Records
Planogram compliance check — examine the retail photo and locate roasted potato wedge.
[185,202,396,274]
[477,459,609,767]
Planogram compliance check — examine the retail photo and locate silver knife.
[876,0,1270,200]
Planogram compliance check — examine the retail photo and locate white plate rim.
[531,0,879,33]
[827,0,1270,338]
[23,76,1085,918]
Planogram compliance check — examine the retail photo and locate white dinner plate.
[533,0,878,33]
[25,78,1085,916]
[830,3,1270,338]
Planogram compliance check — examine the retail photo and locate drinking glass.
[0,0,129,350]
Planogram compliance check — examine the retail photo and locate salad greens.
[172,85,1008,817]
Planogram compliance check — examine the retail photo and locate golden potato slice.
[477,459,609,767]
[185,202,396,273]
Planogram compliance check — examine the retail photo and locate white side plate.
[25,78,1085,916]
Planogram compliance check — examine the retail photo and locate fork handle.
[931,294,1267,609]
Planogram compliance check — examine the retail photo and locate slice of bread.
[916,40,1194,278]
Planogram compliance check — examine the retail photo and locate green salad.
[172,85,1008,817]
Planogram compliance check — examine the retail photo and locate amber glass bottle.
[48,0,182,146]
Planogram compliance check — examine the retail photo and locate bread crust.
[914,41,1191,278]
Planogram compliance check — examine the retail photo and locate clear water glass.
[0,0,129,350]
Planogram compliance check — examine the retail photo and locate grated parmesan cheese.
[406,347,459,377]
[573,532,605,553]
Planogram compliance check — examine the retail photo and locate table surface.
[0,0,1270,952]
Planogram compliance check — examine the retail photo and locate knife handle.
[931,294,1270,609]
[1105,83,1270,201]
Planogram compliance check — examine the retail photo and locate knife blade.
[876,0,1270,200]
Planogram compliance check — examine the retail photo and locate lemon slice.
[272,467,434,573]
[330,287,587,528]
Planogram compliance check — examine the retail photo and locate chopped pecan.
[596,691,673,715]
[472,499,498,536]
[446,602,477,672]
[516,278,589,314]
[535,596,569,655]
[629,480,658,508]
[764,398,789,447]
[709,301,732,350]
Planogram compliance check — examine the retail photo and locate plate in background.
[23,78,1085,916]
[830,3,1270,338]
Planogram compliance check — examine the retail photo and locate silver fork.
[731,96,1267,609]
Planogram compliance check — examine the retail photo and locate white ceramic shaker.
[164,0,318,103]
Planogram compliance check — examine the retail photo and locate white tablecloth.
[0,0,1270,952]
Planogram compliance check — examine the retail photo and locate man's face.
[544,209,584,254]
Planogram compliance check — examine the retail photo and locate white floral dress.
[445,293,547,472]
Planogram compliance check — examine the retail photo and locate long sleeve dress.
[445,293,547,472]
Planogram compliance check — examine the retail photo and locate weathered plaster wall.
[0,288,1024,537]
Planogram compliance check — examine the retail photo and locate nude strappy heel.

• _REQUIREMENTS_: Rescale the rows starting with the line that contains "weathered plaster wall." and going on through the last row, and write them out again, requests included. Multiply every bounding-box coordinate in the answers by 1.55 and round each result to the nearest whole number, with halves rounded up.

• _SOLUTION TO THIS PROBLEM_:
Planogram compliance check — examine the retail photo and locate weathered plaster wall.
[0,446,1587,832]
Planogram compliance check — examine the retail photo and locate nude strappy heel.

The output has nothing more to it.